■ Instructions for the task
Only the lines from the one containing "white refrigerator, which" through the end of the records should be retyped, exactly and including both ends; pictures stay out.

--------

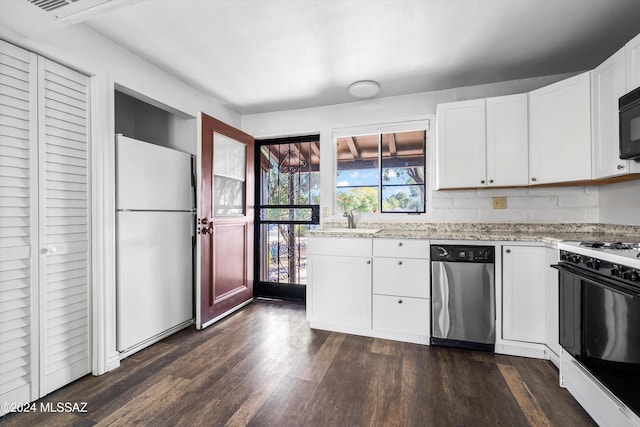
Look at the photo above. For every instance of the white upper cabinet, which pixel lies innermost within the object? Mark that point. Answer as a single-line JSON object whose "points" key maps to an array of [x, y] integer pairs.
{"points": [[632, 53], [507, 141], [560, 131], [483, 143], [460, 144], [608, 85]]}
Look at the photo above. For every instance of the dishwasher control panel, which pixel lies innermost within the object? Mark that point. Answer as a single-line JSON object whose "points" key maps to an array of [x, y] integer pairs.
{"points": [[462, 253]]}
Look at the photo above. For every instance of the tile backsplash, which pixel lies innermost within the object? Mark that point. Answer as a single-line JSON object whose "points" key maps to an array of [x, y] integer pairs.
{"points": [[548, 205]]}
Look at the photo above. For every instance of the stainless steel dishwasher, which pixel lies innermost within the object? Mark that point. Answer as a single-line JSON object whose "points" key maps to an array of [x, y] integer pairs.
{"points": [[463, 296]]}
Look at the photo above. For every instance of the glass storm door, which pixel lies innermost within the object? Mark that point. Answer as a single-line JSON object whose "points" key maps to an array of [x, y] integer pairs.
{"points": [[288, 204]]}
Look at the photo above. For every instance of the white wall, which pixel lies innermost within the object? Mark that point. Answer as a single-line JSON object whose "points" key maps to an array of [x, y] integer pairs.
{"points": [[620, 203], [568, 204]]}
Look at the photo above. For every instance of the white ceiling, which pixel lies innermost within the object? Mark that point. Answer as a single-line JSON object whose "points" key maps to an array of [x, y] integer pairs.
{"points": [[267, 55]]}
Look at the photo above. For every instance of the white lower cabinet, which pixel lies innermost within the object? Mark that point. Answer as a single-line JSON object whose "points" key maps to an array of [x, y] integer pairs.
{"points": [[402, 315], [552, 309], [523, 300], [342, 291], [339, 284], [353, 291], [401, 289]]}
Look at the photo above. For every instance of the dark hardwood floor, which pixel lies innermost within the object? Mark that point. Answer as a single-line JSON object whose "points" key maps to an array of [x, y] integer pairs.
{"points": [[263, 366]]}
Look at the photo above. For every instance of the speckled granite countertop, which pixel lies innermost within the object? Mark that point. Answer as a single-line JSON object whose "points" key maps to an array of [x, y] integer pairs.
{"points": [[525, 232]]}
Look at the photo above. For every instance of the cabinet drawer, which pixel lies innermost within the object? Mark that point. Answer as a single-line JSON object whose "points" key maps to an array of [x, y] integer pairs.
{"points": [[401, 276], [401, 314], [402, 248]]}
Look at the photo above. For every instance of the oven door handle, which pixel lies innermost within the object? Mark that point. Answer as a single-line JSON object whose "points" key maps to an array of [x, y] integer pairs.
{"points": [[597, 280]]}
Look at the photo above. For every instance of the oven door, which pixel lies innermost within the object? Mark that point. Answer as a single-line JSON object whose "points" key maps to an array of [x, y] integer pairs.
{"points": [[599, 326], [630, 126]]}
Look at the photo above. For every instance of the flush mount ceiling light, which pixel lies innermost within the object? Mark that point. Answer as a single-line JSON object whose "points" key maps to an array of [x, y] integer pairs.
{"points": [[364, 89]]}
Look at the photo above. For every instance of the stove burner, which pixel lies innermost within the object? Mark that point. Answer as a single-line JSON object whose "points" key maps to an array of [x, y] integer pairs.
{"points": [[613, 245], [619, 246]]}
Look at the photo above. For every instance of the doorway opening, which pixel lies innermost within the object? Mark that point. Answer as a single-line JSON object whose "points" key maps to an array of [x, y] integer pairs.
{"points": [[287, 205]]}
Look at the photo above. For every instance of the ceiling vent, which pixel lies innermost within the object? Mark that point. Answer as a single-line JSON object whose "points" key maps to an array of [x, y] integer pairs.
{"points": [[64, 8]]}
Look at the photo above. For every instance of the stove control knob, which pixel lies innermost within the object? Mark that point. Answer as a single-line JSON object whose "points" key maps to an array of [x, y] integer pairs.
{"points": [[593, 263], [616, 270], [631, 275]]}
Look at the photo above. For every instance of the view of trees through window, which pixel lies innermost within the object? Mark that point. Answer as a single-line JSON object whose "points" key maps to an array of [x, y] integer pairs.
{"points": [[381, 172]]}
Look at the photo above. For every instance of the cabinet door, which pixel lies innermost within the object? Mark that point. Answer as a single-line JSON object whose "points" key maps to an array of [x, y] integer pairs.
{"points": [[523, 293], [507, 140], [552, 324], [460, 144], [401, 314], [18, 226], [401, 276], [560, 131], [632, 53], [608, 85], [341, 290], [63, 105]]}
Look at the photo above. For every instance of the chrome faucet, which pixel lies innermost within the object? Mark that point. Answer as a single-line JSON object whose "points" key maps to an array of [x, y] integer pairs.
{"points": [[349, 216]]}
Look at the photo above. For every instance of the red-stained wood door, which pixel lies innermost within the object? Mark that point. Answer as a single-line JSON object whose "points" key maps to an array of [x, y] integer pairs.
{"points": [[225, 222]]}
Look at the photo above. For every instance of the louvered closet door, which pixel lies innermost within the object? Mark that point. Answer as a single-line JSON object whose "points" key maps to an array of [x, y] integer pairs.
{"points": [[64, 225], [18, 226]]}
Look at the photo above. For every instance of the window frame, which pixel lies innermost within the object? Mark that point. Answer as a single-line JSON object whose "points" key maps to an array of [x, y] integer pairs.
{"points": [[394, 127]]}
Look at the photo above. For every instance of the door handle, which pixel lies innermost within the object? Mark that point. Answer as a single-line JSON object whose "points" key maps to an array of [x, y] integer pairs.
{"points": [[207, 229]]}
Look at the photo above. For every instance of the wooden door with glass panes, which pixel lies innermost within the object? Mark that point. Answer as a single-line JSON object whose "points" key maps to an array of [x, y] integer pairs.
{"points": [[225, 224]]}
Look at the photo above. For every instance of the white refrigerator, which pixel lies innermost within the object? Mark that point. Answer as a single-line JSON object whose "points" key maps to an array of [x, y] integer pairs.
{"points": [[154, 223]]}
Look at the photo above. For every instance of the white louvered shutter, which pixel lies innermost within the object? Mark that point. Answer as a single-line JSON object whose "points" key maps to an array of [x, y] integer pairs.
{"points": [[18, 226], [64, 225]]}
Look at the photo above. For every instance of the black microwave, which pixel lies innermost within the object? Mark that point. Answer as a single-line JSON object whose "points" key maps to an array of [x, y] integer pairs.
{"points": [[630, 125]]}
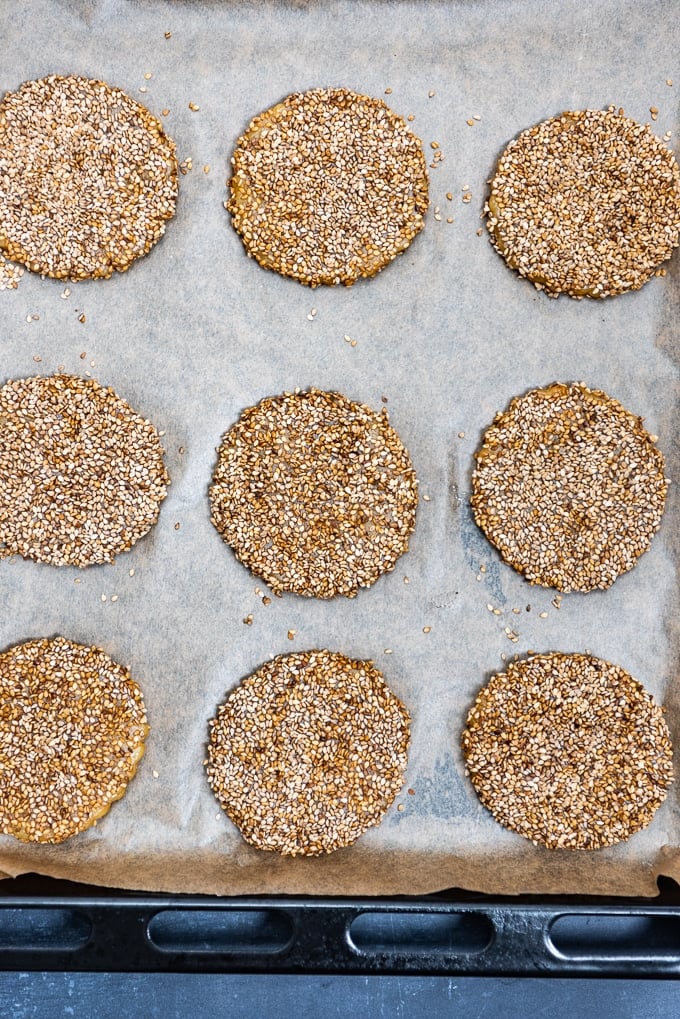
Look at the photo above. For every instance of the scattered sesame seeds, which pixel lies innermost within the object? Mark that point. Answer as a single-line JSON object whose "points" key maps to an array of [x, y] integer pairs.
{"points": [[82, 475], [327, 186], [569, 487], [569, 751], [308, 752], [72, 728], [90, 176], [585, 204], [315, 493]]}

--------

■ The answer
Look at the photo above. For every instance of the white refrigerator, which pixel lies innermost within the object? Mark that point. Answer as a single-line JSON object whose "points" key maps to an array of [x, y] integer pairs.
{"points": [[154, 223]]}
Look at the photo above. For every instance of the white louvered shutter, which pixel lies innermost within the object? Mark that point. Answer as a single-line JSON object whose "points" key maps to an array of [x, y] integer pairs.
{"points": [[18, 226], [64, 225]]}
Look at the photo above. For every instance of the black microwave, which pixel lies innermost within the object? Mark that point. Answer as a single-line JSON object whose "points" key maps to an array of [x, y] integer pairs.
{"points": [[630, 125]]}
Look at the photo above. For every instance of the scattered sesame seeds, which pixel lies innermost within the object? Mark that point. Answer as a single-line JSON object whose "points" key maps to an array of [x, y] integer pairs.
{"points": [[82, 475], [327, 186], [569, 487], [569, 751], [308, 752], [72, 728], [90, 176], [585, 204], [315, 493]]}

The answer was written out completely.